Dataset rows:
★ ★ ★ ★ ★
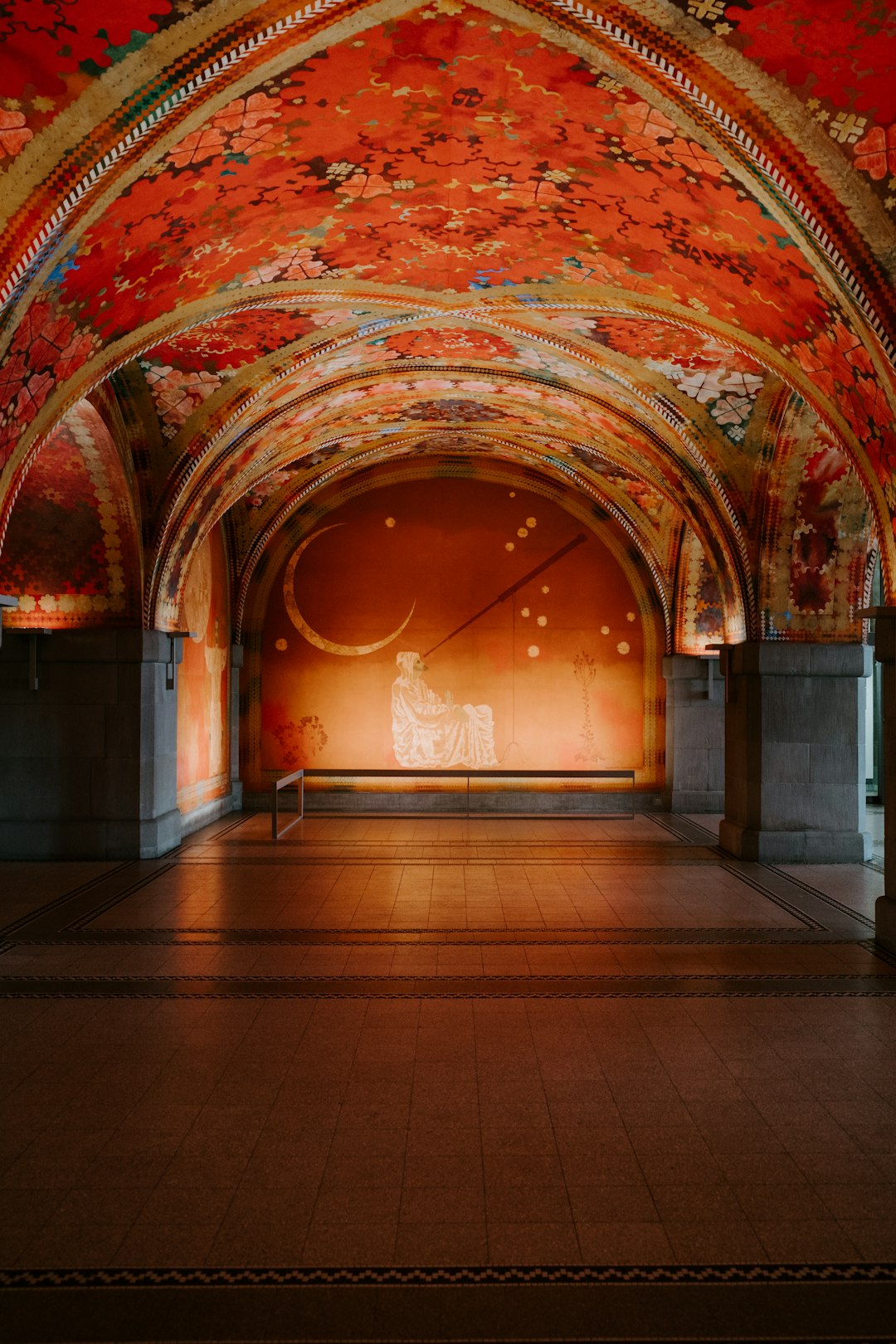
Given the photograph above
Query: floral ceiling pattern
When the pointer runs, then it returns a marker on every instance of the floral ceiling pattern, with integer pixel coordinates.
(469, 233)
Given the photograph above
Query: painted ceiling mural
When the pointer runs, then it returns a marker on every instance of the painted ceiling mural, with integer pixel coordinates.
(464, 233)
(829, 56)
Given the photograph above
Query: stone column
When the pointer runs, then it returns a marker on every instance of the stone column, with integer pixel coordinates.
(236, 782)
(796, 753)
(885, 654)
(89, 758)
(694, 734)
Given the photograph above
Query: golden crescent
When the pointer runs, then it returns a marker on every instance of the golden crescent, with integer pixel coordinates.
(304, 628)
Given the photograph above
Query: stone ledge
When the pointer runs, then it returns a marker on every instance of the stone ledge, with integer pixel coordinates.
(765, 657)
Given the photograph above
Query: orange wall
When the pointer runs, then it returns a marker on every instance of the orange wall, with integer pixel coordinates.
(444, 548)
(203, 680)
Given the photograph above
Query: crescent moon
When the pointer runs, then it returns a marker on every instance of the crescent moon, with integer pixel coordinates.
(347, 650)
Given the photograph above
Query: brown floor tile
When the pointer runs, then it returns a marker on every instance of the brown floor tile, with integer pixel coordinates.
(164, 1244)
(351, 1244)
(444, 1205)
(441, 1244)
(74, 1248)
(611, 1205)
(787, 1202)
(801, 1242)
(715, 1242)
(358, 1205)
(624, 1244)
(528, 1244)
(527, 1203)
(874, 1237)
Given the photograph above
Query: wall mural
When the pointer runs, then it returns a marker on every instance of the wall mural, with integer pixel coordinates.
(203, 680)
(441, 624)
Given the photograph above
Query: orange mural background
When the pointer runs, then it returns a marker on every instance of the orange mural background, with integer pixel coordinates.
(203, 680)
(553, 678)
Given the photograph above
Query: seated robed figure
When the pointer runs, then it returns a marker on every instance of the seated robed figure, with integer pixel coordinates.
(434, 733)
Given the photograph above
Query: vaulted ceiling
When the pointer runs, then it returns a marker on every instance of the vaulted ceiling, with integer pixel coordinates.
(645, 253)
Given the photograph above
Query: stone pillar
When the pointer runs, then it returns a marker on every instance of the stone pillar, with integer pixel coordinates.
(89, 760)
(885, 655)
(796, 753)
(694, 734)
(236, 782)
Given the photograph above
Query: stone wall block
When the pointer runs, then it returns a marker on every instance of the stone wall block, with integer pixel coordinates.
(45, 786)
(794, 753)
(47, 732)
(89, 761)
(785, 762)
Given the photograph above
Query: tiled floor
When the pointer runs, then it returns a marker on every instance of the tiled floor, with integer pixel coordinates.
(423, 1043)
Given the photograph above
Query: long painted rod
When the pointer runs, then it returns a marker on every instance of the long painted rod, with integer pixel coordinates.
(503, 597)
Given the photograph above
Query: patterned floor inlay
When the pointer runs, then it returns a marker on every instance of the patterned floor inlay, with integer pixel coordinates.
(446, 1081)
(738, 1303)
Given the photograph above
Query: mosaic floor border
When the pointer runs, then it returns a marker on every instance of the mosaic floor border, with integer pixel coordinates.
(468, 1305)
(863, 1272)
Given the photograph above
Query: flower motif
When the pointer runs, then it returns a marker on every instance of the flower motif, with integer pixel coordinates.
(731, 410)
(876, 152)
(14, 134)
(197, 149)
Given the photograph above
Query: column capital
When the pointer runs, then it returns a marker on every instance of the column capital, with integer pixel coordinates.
(785, 657)
(884, 631)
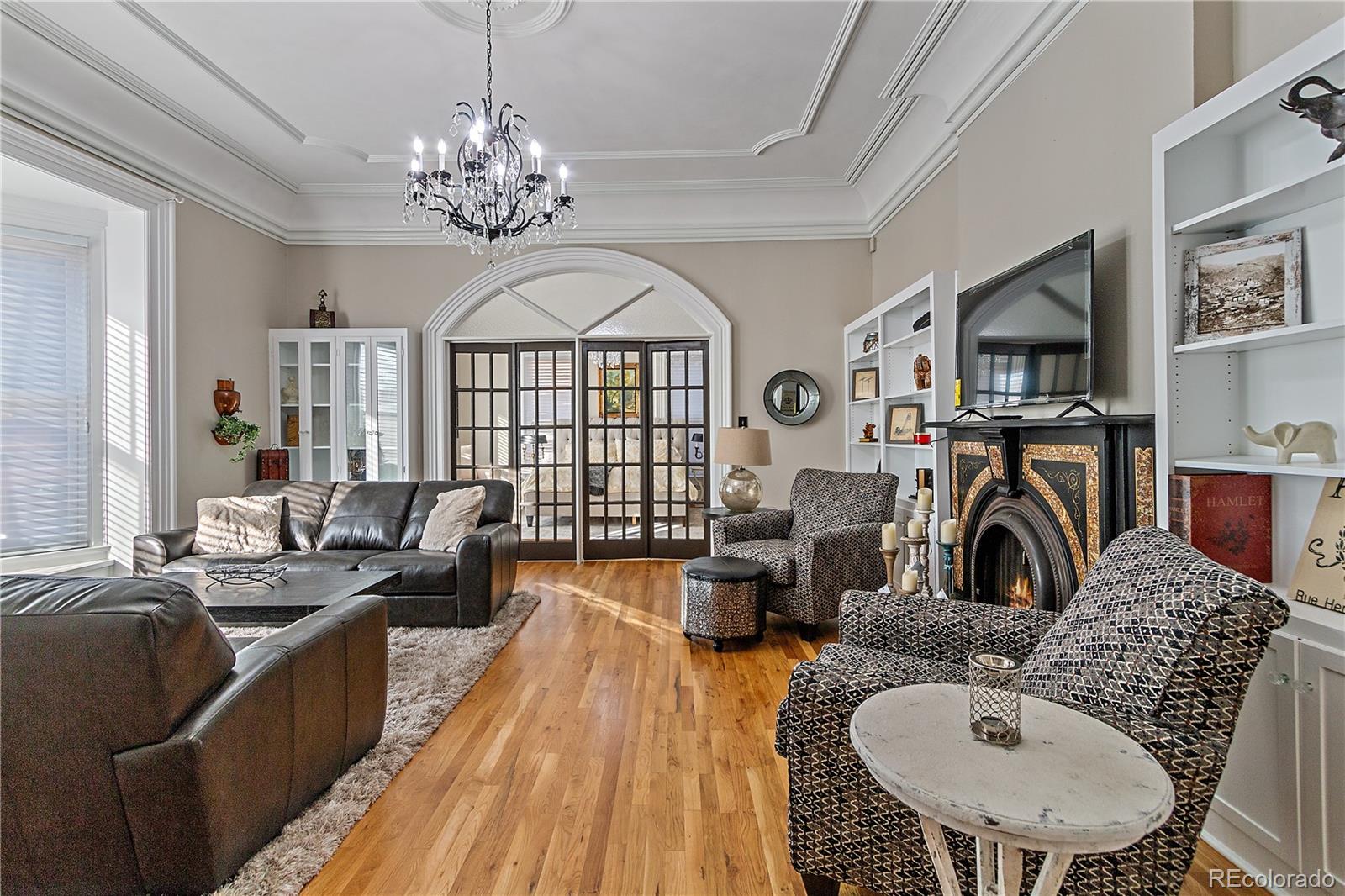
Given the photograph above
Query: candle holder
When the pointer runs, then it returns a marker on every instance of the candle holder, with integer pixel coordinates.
(995, 698)
(947, 548)
(889, 560)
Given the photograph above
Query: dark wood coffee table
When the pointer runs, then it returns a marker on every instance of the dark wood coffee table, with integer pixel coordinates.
(282, 602)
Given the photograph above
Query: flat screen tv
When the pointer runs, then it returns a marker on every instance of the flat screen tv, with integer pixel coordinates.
(1026, 336)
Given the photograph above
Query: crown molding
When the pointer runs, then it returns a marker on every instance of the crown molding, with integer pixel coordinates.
(542, 22)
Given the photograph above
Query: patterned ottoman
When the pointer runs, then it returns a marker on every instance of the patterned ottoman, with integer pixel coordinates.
(723, 598)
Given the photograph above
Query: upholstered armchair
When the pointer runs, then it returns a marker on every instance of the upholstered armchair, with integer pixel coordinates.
(827, 541)
(1160, 642)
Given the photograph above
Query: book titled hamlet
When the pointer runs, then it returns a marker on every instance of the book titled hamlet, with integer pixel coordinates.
(1226, 517)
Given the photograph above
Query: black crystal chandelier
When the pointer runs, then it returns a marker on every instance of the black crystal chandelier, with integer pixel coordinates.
(488, 205)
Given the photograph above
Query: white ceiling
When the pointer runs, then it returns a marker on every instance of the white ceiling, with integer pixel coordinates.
(679, 120)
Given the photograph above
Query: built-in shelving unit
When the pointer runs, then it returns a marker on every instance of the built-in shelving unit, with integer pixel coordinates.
(899, 345)
(1241, 166)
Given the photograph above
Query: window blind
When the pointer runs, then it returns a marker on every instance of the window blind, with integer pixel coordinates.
(45, 392)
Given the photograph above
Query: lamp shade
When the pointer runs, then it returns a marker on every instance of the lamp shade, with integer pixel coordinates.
(743, 447)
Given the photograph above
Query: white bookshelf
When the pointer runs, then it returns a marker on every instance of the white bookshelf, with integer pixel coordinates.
(899, 343)
(1241, 166)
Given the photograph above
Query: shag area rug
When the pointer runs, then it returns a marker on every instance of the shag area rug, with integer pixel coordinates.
(430, 670)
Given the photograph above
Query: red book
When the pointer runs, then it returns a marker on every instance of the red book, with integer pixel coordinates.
(1226, 517)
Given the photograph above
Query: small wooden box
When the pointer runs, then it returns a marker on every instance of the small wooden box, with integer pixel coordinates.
(272, 463)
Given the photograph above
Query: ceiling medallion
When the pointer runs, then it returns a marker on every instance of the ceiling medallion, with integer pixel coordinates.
(490, 206)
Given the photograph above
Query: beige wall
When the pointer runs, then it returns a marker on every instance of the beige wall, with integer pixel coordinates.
(1063, 150)
(230, 291)
(921, 239)
(787, 303)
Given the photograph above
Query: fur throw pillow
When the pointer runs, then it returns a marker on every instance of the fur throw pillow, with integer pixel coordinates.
(456, 513)
(239, 525)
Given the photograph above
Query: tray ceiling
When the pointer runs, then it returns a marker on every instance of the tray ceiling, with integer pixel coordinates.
(296, 118)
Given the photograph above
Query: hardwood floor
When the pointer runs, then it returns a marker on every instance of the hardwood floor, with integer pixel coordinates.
(600, 754)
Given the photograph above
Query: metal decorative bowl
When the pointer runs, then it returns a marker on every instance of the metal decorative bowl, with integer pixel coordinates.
(245, 575)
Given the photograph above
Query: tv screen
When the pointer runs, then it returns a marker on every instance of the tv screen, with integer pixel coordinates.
(1026, 336)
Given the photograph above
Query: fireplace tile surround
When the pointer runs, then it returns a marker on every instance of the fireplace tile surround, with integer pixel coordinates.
(1059, 488)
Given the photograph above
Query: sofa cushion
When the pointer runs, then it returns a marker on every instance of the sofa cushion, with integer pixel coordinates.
(829, 499)
(497, 508)
(367, 515)
(248, 524)
(1131, 622)
(424, 572)
(195, 562)
(322, 560)
(777, 555)
(306, 508)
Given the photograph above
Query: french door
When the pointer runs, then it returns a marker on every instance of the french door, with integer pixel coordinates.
(645, 470)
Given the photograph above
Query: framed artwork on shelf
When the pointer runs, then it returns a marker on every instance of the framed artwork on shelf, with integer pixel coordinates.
(1243, 286)
(864, 383)
(905, 421)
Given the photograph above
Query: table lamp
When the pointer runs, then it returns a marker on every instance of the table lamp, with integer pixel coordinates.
(740, 490)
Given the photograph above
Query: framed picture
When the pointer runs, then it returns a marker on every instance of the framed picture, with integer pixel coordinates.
(905, 421)
(1244, 286)
(864, 383)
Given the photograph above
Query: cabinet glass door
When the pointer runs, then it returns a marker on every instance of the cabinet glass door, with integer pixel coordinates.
(287, 381)
(387, 435)
(320, 430)
(358, 414)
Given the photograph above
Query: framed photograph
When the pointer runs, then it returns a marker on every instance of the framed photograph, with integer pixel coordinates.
(905, 421)
(1244, 286)
(864, 383)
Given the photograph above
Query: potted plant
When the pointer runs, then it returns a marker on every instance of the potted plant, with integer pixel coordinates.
(235, 430)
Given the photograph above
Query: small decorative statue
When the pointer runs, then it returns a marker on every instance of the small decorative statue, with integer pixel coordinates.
(923, 373)
(1313, 437)
(1327, 109)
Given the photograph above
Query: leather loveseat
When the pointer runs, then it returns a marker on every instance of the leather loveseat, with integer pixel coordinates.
(376, 526)
(141, 754)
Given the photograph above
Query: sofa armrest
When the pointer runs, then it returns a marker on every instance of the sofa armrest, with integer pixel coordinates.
(256, 751)
(755, 526)
(939, 629)
(488, 566)
(156, 549)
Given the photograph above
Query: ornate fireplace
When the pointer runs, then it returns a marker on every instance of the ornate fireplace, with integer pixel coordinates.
(1039, 499)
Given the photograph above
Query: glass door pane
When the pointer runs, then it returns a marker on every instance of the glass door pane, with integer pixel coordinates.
(545, 397)
(322, 389)
(356, 405)
(388, 405)
(288, 398)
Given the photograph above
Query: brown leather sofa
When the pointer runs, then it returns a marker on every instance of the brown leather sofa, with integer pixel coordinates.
(141, 754)
(377, 525)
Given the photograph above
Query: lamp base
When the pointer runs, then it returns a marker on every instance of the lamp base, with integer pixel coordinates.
(740, 490)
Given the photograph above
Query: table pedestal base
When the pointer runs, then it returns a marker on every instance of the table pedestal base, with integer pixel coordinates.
(999, 867)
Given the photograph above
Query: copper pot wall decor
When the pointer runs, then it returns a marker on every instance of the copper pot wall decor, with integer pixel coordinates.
(226, 398)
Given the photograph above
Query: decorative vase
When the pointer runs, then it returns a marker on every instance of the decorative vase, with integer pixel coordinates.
(226, 398)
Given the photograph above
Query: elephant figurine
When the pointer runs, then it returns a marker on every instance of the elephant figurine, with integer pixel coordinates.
(1313, 437)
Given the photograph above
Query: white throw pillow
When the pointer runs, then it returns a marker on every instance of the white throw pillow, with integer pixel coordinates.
(456, 513)
(239, 525)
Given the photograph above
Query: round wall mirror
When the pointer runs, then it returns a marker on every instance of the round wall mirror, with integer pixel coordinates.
(791, 397)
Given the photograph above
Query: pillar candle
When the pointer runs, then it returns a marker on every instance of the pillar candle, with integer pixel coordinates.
(889, 535)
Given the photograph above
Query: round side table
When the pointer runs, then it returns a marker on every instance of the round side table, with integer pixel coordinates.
(1073, 786)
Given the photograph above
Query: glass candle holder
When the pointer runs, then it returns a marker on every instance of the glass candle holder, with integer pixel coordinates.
(995, 689)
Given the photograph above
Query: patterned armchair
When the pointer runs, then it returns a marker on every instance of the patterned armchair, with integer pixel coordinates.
(1160, 642)
(826, 542)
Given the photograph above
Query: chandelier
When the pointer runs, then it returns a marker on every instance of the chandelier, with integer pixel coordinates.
(488, 205)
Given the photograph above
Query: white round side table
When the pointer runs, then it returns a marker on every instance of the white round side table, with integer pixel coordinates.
(1073, 784)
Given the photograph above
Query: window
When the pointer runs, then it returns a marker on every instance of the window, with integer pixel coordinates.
(49, 483)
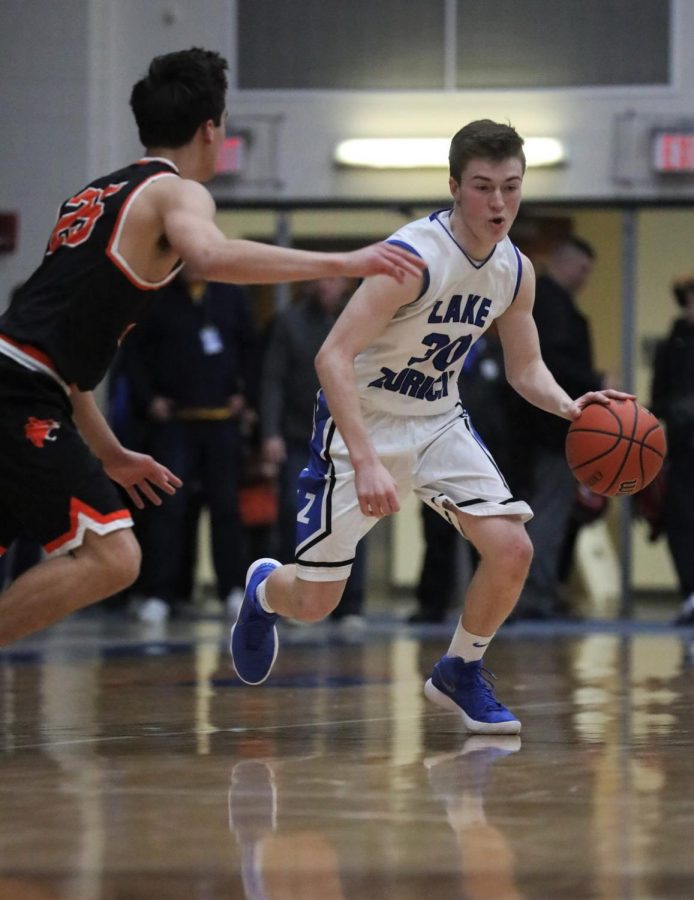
★ ★ ★ ★ ★
How many lines of the dataset rows above contain the word "floor"? Give only the number.

10